▶ **TAREAS POR REALIZAR**:
1) Indique si cada una de las afirmaciones (a), (b) y (c) concuerda con el texto sobre la emancipación obrera, respondiendo sí o no y citando literalmente las palabras del texto que lo deciden. (a) Los textos de Gauny sustituían la cuestión del desconocimiento por la del tiempo. (b) El tiempo es una representación que oculta la realidad. (c) Platón ofrece una sola razón por la que el artesano no tiene tiempo.
2) Resuma en dos oraciones el texto sobre la emancipación obrera.
3) Prosiga el texto sobre la emancipación obrera a partir de su última oración.

▶ **TEXTO PROPORCIONADO**:
El momento 68 aportó una crítica radical de esta
figura del "entre" como (des)conocimiento, oponiendo simplemente, sin
mediación, el sistema de la dominación a la figura de su puro y simple
rechazo. Pareció entonces que el razonamiento sobre el conocimiento y el
desconocimiento no era sino una tautología. El argumento sobre el no
conocimiento que sitúa a la gente donde está dice solamente de hecho:
están ahí porque están ahí. Más valía entonces desembarazarse de la
mediación y afrontar la tautología directamente para plantear el
problema en su radicalidad: ¿cómo estamos ahí? ¿Qué quiere decir
"ser-ahí"? Es lo que he tratado de comprender en el curso de la decena
de años que he pasado estudiando lo que habían querido decir, en la
Francia del siglo XIX las palabras "emancipación obrera". Lo que
comprendí puede presentarse así: para salir de la tautología, hay que
presentarla de otra manera. Es lo que hacían de modo ejemplar los textos
del carpintero Gauny que utilicé en La Noche De Los Proletarios y que
se publicaron en El Filósofo Plebeyo. Transformaban la tautología
sustituyendo la cuestión del desconocimiento por la del tiempo: si
estamos ahí donde estamos - si "estamos ahí porque estamos ahí" -, no es
por falta de saber, sino por falta de tiempo. El tiempo no es una
representación que oculta o deforma la realidad, es una realidad en toda
regla, pero también una realidad de un tipo particular, una condición
de posibilidad bastante particular en su estructura. Es Platón quien nos
instruye sobre esto: el dominado - en la ocurrencia el artesano - no
tiene tiempo. Pero hay para esto dos razones. En primer lugar una razón
puramente empírica: el artesano no tiene tiempo porque el trabajo no
espera. Pero también una razón más profunda, una razón fundadora: porque
el dios que ha puesto oro en el alma de los legisladores guardianes ha
puesto hierro en su alma, porque tiene entonces el ser-ahí que
corresponde a su estar ahí, el "ethos" (la manera de ser o carácter) que
corresponde a su "éthos" (a la estancia que le está destinada).

▶ **DATOS SUMINISTRADOS**:
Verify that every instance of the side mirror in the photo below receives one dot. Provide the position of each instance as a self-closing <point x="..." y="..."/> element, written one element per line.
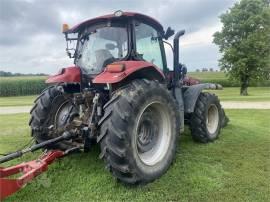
<point x="184" y="69"/>
<point x="110" y="46"/>
<point x="169" y="32"/>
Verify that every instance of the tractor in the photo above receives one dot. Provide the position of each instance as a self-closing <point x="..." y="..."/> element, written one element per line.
<point x="121" y="94"/>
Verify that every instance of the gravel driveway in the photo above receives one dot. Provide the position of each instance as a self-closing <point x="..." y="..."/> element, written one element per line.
<point x="225" y="104"/>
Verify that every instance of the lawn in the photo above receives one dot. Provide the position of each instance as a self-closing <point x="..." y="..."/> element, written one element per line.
<point x="227" y="94"/>
<point x="236" y="167"/>
<point x="17" y="101"/>
<point x="233" y="94"/>
<point x="208" y="75"/>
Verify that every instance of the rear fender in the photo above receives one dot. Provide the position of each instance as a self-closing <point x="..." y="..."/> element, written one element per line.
<point x="192" y="93"/>
<point x="140" y="69"/>
<point x="66" y="75"/>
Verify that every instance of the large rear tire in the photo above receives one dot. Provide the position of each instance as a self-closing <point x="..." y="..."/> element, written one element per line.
<point x="207" y="118"/>
<point x="139" y="132"/>
<point x="51" y="108"/>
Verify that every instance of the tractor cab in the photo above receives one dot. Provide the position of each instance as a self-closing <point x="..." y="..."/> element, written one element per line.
<point x="117" y="38"/>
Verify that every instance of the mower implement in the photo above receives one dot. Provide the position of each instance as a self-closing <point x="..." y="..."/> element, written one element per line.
<point x="29" y="171"/>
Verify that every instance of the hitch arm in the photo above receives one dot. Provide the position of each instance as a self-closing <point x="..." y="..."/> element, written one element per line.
<point x="29" y="170"/>
<point x="17" y="154"/>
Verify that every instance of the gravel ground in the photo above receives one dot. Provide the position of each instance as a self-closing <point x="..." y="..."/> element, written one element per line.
<point x="225" y="104"/>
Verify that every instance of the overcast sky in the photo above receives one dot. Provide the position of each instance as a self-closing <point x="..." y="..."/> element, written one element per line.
<point x="31" y="40"/>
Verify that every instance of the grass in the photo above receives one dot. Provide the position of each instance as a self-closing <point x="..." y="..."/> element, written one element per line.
<point x="227" y="94"/>
<point x="17" y="101"/>
<point x="236" y="167"/>
<point x="233" y="94"/>
<point x="208" y="75"/>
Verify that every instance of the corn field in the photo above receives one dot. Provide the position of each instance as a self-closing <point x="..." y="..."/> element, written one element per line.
<point x="18" y="86"/>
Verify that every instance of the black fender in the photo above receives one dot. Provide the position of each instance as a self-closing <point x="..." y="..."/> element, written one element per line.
<point x="192" y="93"/>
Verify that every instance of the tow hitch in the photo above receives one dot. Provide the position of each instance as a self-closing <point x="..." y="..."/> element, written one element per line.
<point x="31" y="169"/>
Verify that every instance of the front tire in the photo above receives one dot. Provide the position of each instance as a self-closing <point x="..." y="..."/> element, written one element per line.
<point x="139" y="132"/>
<point x="206" y="120"/>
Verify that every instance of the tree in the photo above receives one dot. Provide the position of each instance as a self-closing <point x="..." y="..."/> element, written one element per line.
<point x="244" y="42"/>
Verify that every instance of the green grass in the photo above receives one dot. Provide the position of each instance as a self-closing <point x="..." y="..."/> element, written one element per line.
<point x="236" y="167"/>
<point x="233" y="94"/>
<point x="17" y="101"/>
<point x="208" y="75"/>
<point x="227" y="94"/>
<point x="21" y="85"/>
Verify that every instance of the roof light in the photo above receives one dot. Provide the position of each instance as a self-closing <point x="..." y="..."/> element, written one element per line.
<point x="118" y="13"/>
<point x="115" y="68"/>
<point x="65" y="28"/>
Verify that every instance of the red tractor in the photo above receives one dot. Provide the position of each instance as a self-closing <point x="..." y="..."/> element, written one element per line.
<point x="121" y="94"/>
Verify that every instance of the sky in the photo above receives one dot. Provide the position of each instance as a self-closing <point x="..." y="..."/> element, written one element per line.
<point x="31" y="40"/>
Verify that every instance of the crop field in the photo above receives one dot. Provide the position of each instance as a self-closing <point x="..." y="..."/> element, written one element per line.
<point x="236" y="167"/>
<point x="21" y="85"/>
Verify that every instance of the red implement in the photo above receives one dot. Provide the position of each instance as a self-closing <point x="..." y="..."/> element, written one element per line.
<point x="29" y="170"/>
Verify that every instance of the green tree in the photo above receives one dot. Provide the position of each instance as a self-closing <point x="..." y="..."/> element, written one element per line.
<point x="244" y="42"/>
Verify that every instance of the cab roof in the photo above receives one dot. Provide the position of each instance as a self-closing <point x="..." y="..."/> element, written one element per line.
<point x="124" y="15"/>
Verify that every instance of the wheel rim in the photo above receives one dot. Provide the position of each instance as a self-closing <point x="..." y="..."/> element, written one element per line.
<point x="64" y="115"/>
<point x="153" y="133"/>
<point x="212" y="119"/>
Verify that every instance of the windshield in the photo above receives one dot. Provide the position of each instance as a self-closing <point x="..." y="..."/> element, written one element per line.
<point x="100" y="47"/>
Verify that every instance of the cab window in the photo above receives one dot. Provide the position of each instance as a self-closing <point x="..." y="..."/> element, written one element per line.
<point x="148" y="44"/>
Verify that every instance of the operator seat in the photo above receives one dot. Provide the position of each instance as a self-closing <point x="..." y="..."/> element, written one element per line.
<point x="103" y="58"/>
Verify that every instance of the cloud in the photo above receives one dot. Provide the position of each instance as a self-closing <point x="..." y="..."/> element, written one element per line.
<point x="31" y="39"/>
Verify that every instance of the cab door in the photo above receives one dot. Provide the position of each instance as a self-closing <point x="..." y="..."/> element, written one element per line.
<point x="149" y="45"/>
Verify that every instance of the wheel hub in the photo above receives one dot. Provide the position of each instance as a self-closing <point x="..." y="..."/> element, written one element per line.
<point x="153" y="133"/>
<point x="147" y="133"/>
<point x="212" y="119"/>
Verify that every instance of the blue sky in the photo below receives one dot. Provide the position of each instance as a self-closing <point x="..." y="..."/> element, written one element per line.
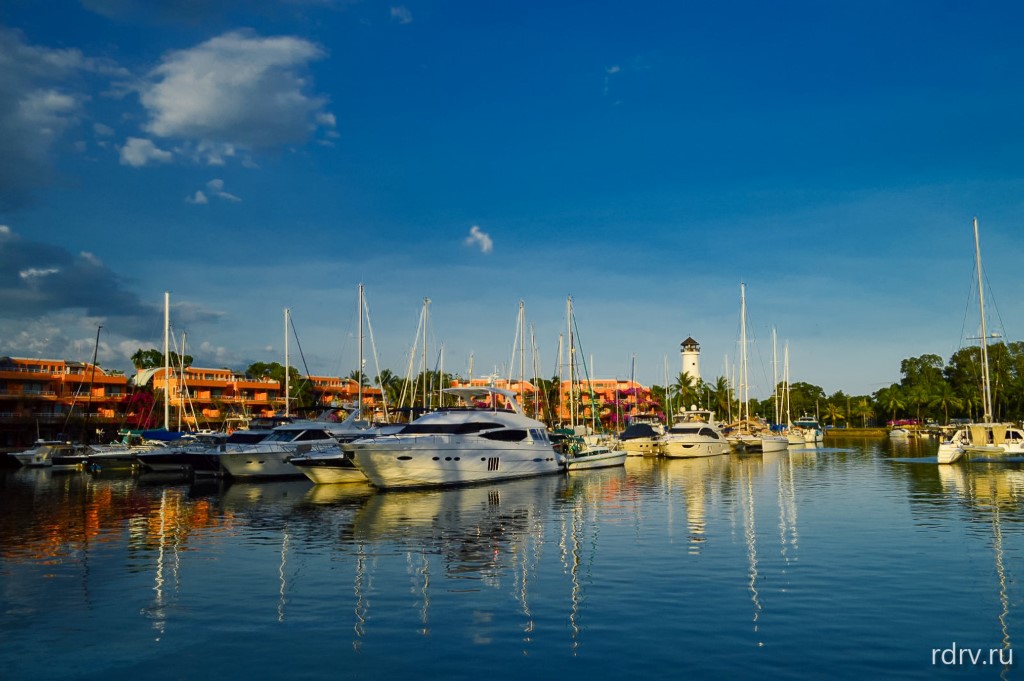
<point x="644" y="158"/>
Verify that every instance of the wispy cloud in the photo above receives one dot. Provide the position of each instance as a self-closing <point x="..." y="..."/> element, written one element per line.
<point x="41" y="97"/>
<point x="481" y="239"/>
<point x="608" y="73"/>
<point x="137" y="153"/>
<point x="401" y="14"/>
<point x="236" y="90"/>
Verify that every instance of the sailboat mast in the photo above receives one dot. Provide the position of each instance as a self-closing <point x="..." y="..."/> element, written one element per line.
<point x="522" y="350"/>
<point x="774" y="372"/>
<point x="785" y="380"/>
<point x="92" y="377"/>
<point x="572" y="405"/>
<point x="182" y="388"/>
<point x="167" y="360"/>
<point x="986" y="386"/>
<point x="426" y="305"/>
<point x="743" y="387"/>
<point x="288" y="386"/>
<point x="359" y="375"/>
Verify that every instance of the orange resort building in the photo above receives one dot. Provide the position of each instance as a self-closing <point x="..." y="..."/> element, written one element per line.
<point x="52" y="398"/>
<point x="209" y="397"/>
<point x="611" y="401"/>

▶ **RESULTADOS OBTENIDOS**:
1)
(a) Sí: «Transformaban la tautología sustituyendo la cuestión del desconocimiento por la del tiempo».
(b) No: «El tiempo no es una representación que oculta o deforma la realidad, es una realidad en toda regla».
(c) No: «Pero hay para esto dos razones».

2) Para salir de la tautología según la cual la gente «está ahí porque está ahí», los textos del carpintero Gauny sustituían la cuestión del desconocimiento por la del tiempo: si se está donde se está, no es por falta de saber, sino por falta de tiempo. Siguiendo a Platón, el artesano no tiene tiempo por dos razones: una empírica, porque el trabajo no espera, y otra fundadora, porque el dios puso hierro en su alma y le dio el carácter que corresponde a la estancia que le está destinada.

3)
Todo depende entonces de la concepción del "entre" o
del "intervalo". Allí donde la crítica "científica" situaba la
mediación (el desconocimiento expresado por el conocimiento), la
afirmación filosófica sitúa un círculo: la inmediatez de la relación
entre una condición y la condición de esta condición. Se puede llamar a
esto el círculo de la creencia. La creencia no es la ilusión. El
artesano no necesita creer "verdaderamente" que el dios ha puesto hierro
en su alma, es suficiente con que haga como si creyera. Pero para ello
no necesita simular. Es suficiente con que esté ahí donde está para que
todo funcione como si creyera. No se trata aquí ni de conocimiento ni de
desconocimiento. Se trata de la posición de un cuerpo, de la puesta en
obra de sus capacidades. Es por esto que la emancipación no es una toma
de conciencia sino un cambio de posición o de competencia, y por tanto
de "creencia": una capacidad de separarse materialmente de/con su
ser-ahí, de/con su "ausencia de tiempo". "El tiempo no me pertenece"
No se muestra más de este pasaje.